PROBLEM REQUIREMENTS –
Every line below should be repeated exactly.

MATERIALS PROVIDED –

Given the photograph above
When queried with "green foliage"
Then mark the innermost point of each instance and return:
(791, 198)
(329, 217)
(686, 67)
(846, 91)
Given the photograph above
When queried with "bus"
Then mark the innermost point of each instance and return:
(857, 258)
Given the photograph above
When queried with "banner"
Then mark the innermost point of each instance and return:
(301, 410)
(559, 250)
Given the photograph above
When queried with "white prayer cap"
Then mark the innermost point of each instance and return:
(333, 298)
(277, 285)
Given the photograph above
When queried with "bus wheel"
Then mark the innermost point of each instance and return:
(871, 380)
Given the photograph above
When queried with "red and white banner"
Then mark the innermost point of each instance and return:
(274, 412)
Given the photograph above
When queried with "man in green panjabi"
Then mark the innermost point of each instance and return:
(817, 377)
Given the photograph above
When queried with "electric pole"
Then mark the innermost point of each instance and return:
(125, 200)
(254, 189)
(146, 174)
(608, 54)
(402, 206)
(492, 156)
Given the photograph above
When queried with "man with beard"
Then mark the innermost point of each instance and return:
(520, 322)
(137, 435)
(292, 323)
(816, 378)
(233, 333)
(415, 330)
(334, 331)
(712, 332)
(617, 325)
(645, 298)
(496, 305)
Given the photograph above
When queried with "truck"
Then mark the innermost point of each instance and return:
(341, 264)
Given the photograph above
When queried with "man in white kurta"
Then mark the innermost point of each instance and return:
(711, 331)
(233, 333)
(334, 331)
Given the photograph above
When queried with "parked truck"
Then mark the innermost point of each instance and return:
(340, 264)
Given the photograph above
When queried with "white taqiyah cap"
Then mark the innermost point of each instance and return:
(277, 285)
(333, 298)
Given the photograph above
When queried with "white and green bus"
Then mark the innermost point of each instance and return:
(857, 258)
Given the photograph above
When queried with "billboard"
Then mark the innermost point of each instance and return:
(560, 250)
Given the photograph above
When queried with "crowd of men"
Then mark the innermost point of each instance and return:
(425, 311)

EXERCISE RESPONSE –
Given the photograph above
When queried with "green foliage"
Then mark the innermost point of each instance and return:
(791, 198)
(329, 217)
(686, 67)
(846, 91)
Given the photograph above
When queried with "bus"
Then mark the innermost point of each instance and return:
(857, 258)
Given the photograph above
When queried with "banner"
Then mark the innermost point of each instance and return:
(301, 410)
(559, 250)
Given the photograph above
When queried with "white prayer cap"
Then mark the innermost point of each instance and return:
(333, 298)
(277, 285)
Given the photograph above
When queried with "bus wheel"
Then mark the innermost point of each instance and return:
(871, 380)
Given the photograph above
When queried with "red and white banner"
Then mark the innermost point of each instance and return:
(274, 412)
Given the photograph above
When queried with "man in green panjabi"
Then mark the innermost point of each instance and return:
(817, 377)
Given the photograph above
When queried with "electric pole"
Then mark the innermost point of each instance and return:
(125, 200)
(254, 189)
(146, 174)
(608, 54)
(402, 206)
(492, 156)
Given the photograph above
When queried with "man with beard"
Then mark the innermost point of each instance and return:
(520, 322)
(137, 435)
(292, 323)
(816, 378)
(233, 333)
(415, 330)
(334, 331)
(712, 332)
(617, 325)
(645, 298)
(496, 305)
Given the photograph above
When queried with "truck"
Then mark the innermost point of each instance and return:
(341, 264)
Given the photograph above
When queried with "man in white kurta"
Then mark the innermost point of each instance and return:
(711, 331)
(233, 333)
(334, 331)
Given the photograph above
When queried with "parked truck"
Then mark the innermost point of each instance and return:
(340, 264)
Given the photograph above
When queried with "white taqiyah cap"
Then mark the innermost point of each instance and return:
(277, 285)
(333, 298)
Given the photograph above
When queried with "white and green bus"
Then mark the innermost point of each instance and return:
(857, 258)
Given the photograph above
When queried with "billboard"
Then mark the innermost point of each instance and return:
(560, 250)
Given the photograph above
When queried with "crowd of men"
Then mark the innermost point of each instance and return:
(425, 311)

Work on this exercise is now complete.